• **Objective**:
Select every line in the data below that contains the word "park" and copy each of those lines out in full.

• **Records to use**:
=-=-=

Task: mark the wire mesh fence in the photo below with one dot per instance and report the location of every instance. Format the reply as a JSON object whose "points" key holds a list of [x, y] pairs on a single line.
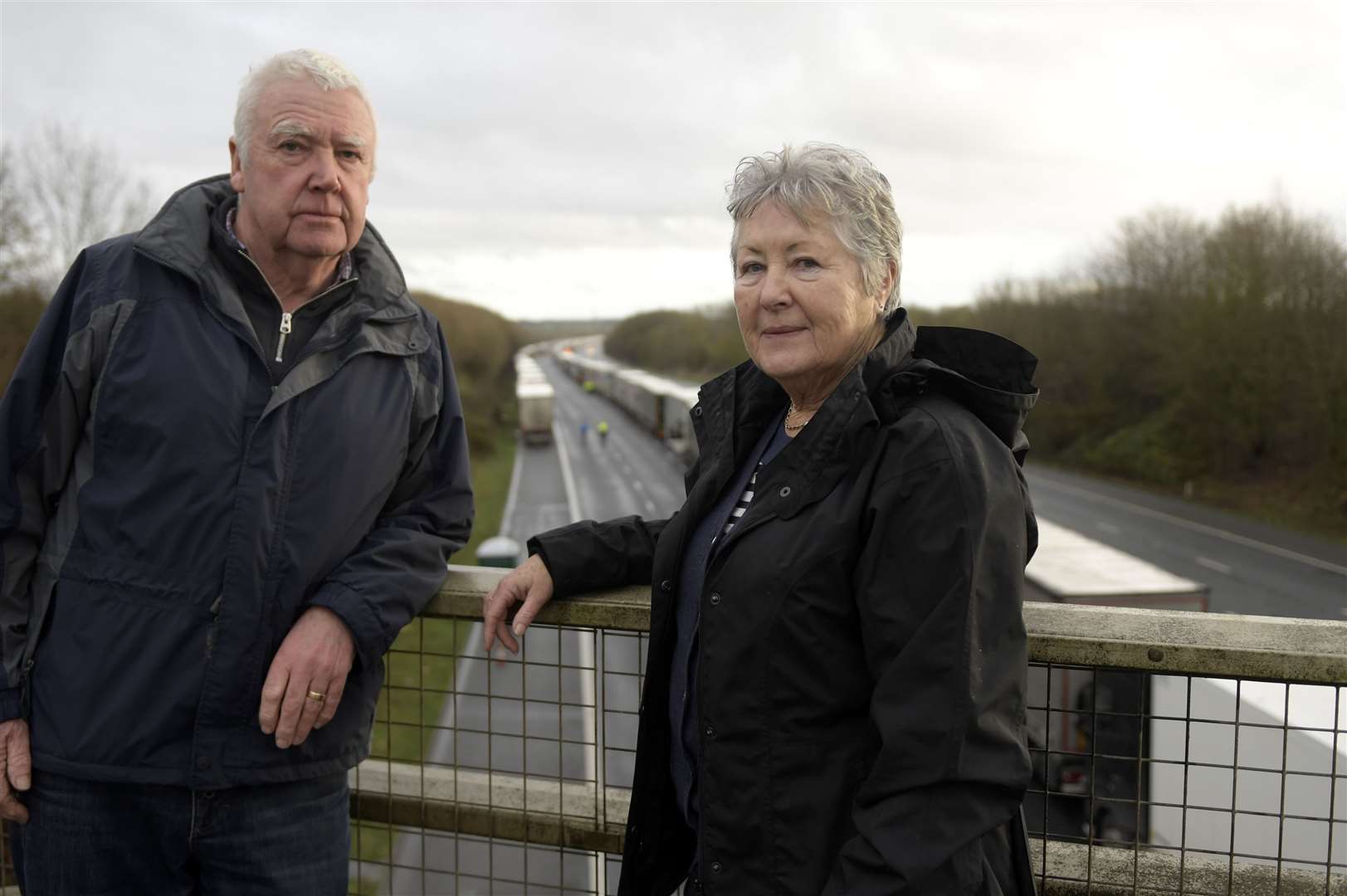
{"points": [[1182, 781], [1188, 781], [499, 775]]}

=-=-=

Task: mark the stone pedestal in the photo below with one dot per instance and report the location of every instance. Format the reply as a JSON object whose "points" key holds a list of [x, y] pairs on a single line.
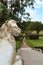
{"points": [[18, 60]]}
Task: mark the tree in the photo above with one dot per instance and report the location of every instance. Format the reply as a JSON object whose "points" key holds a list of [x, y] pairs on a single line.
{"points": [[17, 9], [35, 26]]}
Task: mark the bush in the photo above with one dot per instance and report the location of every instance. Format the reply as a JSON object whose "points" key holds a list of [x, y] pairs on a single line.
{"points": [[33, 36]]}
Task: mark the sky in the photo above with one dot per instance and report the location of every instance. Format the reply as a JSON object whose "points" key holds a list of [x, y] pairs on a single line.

=-=-=

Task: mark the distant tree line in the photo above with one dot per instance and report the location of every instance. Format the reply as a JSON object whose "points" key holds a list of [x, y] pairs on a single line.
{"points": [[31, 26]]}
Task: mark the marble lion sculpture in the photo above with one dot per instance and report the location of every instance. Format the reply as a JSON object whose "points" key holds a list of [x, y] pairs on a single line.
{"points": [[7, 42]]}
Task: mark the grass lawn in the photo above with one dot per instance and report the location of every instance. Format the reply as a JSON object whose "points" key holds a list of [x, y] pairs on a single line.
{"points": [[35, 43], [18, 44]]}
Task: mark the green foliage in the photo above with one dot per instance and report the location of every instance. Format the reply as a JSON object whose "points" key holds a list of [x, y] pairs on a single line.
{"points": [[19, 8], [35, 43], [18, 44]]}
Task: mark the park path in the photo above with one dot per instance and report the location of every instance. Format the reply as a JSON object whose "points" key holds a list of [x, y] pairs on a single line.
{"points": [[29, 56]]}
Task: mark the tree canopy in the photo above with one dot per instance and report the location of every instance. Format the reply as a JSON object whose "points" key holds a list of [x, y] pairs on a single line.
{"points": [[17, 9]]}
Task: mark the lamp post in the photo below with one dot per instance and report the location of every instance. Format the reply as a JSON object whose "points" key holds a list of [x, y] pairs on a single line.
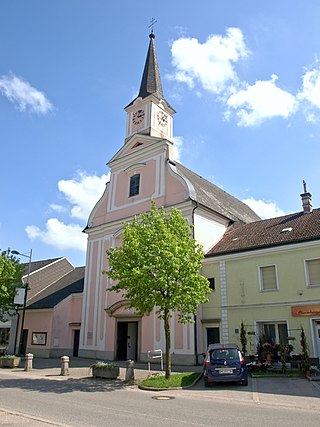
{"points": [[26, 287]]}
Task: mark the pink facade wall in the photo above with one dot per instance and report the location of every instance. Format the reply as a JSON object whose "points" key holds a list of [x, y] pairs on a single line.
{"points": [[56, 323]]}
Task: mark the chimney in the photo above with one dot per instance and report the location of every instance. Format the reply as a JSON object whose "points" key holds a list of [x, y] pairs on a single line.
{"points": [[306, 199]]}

=-=-=

• **Output below**:
Task: mark the park path in the photo above with one dot per instance and report the location of every instance. Format the reply as a JSON object whose "points" key holds a list of [x, y] pairs on a single line.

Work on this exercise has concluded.